SET PROBLEM:
Lay out the items below as a Markdown table with the columns Row and Line, covering only the lines from the line with "Each returned marker MUST sit on an instance of the helmet" up to and including the line with "[[811, 528], [406, 434], [473, 381], [731, 622]]". Leave out blank lines.

>>>

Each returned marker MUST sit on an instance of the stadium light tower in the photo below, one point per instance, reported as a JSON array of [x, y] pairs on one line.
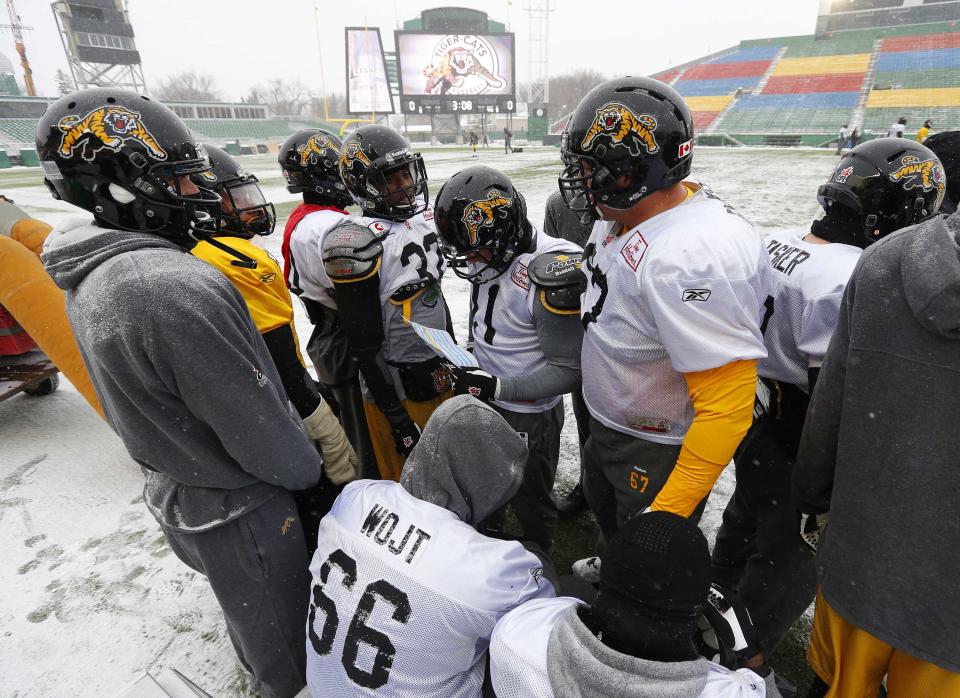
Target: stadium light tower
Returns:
[[17, 30], [538, 12]]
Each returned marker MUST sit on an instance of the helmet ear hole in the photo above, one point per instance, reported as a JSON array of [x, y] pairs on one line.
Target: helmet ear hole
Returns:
[[120, 195]]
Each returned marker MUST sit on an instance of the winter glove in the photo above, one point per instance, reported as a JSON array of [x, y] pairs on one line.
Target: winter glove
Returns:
[[811, 528], [10, 214], [339, 458], [731, 623], [406, 434], [473, 381]]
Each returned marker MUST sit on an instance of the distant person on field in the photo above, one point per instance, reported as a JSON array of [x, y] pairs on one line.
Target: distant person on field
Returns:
[[946, 145], [896, 130], [844, 136]]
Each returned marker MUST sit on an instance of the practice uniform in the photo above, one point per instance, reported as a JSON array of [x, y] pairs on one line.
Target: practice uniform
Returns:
[[672, 315], [385, 273], [405, 597], [526, 331], [302, 248], [758, 550], [521, 648], [271, 309]]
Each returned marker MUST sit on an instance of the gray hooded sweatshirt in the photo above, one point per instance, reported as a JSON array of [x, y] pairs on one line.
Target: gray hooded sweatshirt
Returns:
[[183, 375], [468, 460], [880, 446]]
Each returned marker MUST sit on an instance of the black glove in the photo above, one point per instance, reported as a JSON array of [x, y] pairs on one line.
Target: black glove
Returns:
[[811, 528], [406, 434], [473, 381], [731, 622]]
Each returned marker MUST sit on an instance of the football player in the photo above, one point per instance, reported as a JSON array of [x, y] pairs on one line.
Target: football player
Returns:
[[310, 162], [184, 377], [406, 592], [676, 281], [386, 270], [524, 317], [560, 222], [245, 214], [637, 638], [876, 189]]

<<<

RESULT:
| Row | Line |
|---|---|
| 1 | Each returned marker MUST sit on an instance of the helmet ear hole in the photo above, one point per instance, reported as a JSON array of [x, y] pairs on one line. |
| 2 | Target: helmet ear hole |
| 3 | Returns: |
| 4 | [[120, 195]] |
| 5 | Each returned marker MUST sit on an instance of the winter glove in the photo above, one point per instance, reported as a JSON array of [x, y] pairs on one line. |
| 6 | Target: winter glove |
| 7 | Returns: |
| 8 | [[811, 528], [10, 214], [339, 458], [731, 623], [406, 434], [473, 381]] |
| 9 | Each returned marker MUST sit on an instance of the distant person on field in the photo above, one point per instance, reported as a JSON array of [x, y] pairs on one line. |
| 10 | Target: distant person on field |
| 11 | Returns: |
| 12 | [[946, 145], [896, 130], [844, 136]] |
| 13 | Each returned marker MUST sit on an instance of the practice uniform in the photo above, one point per instance, reported as a JSON array of [x, y] pairs on one line. |
| 14 | Target: practice uniform |
| 15 | Returns: |
| 16 | [[672, 315], [385, 273], [405, 597], [526, 331], [302, 248], [758, 550], [521, 648], [271, 309]] |
| 17 | Each returned marker MUST sit on an instance of the gray hooded sweatshirt in the photo above, one point per instance, reported as a JSON array of [x, y] pairs on one line. |
| 18 | Target: gray hooded sweatshirt |
| 19 | Returns: |
| 20 | [[183, 375], [468, 460], [880, 446]] |
| 21 | Each returned marker MUST sit on an instance of the black glove in the photo above, one point per instance, reported as a JSON array of [x, y] pairs on one line. |
| 22 | Target: black glove |
| 23 | Returns: |
| 24 | [[811, 528], [406, 434], [473, 381], [731, 622]] |